- [REQUEST] Give the lines below as a Markdown table with the columns Row and Line, numbering each line and skipping any blank ones. Leave the pictures out of the table.

** Start of EXCERPTED DATA **

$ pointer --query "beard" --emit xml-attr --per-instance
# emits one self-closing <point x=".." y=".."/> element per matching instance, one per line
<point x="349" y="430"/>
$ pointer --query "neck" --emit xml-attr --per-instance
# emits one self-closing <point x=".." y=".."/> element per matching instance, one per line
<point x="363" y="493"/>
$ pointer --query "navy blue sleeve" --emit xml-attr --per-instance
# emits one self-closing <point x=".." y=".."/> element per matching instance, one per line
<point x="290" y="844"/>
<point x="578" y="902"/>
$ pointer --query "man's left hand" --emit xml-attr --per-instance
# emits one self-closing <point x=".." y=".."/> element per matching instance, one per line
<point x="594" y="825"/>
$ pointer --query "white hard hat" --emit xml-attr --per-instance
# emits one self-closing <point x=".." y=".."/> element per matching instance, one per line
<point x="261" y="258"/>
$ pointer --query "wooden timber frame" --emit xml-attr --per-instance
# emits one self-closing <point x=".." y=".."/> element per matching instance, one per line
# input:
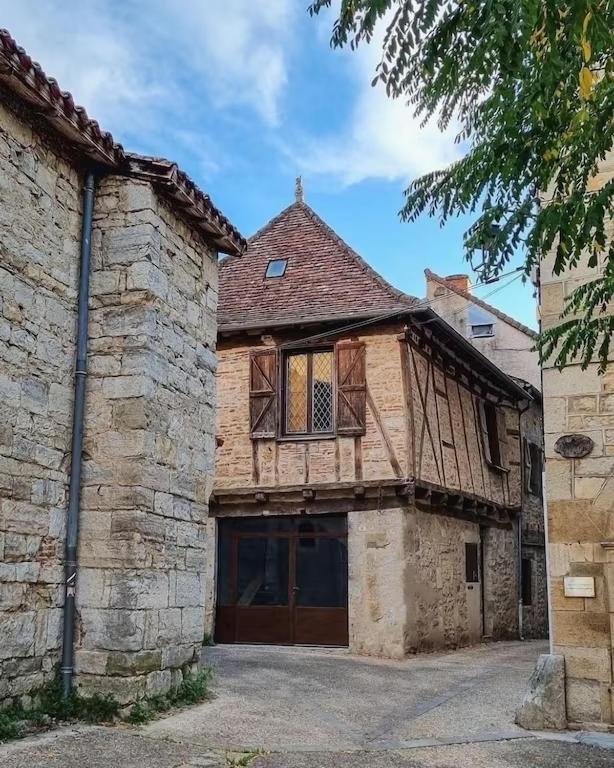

** End of EXCERPTED DATA **

- [RESPONSE TO THIS EXERCISE]
| Row | Line |
|---|---|
| 1 | $ pointer --query "beard" --emit xml-attr --per-instance |
| 2 | # emits one self-closing <point x=".." y=".."/> element per matching instance, one per line |
| 3 | <point x="349" y="430"/> |
| 4 | $ pointer --query "neck" --emit xml-attr --per-instance |
| 5 | # emits one self-closing <point x=".." y=".."/> element per matching instance, one per line |
| 6 | <point x="363" y="493"/> |
| 7 | $ pointer --query "navy blue sleeve" --emit xml-attr --per-instance |
| 8 | # emits one self-closing <point x=".." y=".."/> element per matching instance, one per line |
| 9 | <point x="290" y="844"/> |
| 10 | <point x="578" y="902"/> |
| 11 | $ pointer --query "man's left hand" --emit xml-attr --per-instance |
| 12 | # emits one self-closing <point x=".." y=".."/> element per matching instance, one per line |
| 13 | <point x="594" y="825"/> |
| 14 | $ pointer --query "white hard hat" --emit xml-attr --per-instance |
| 15 | # emits one self-closing <point x=".." y=".."/> element per matching instance, one per line |
| 16 | <point x="261" y="258"/> |
| 17 | $ pointer --query "wooden timber frame" --emit xml-attr --per-instance |
| 18 | # emits one self-closing <point x=".." y=".."/> element per matching instance, one per line |
| 19 | # input: |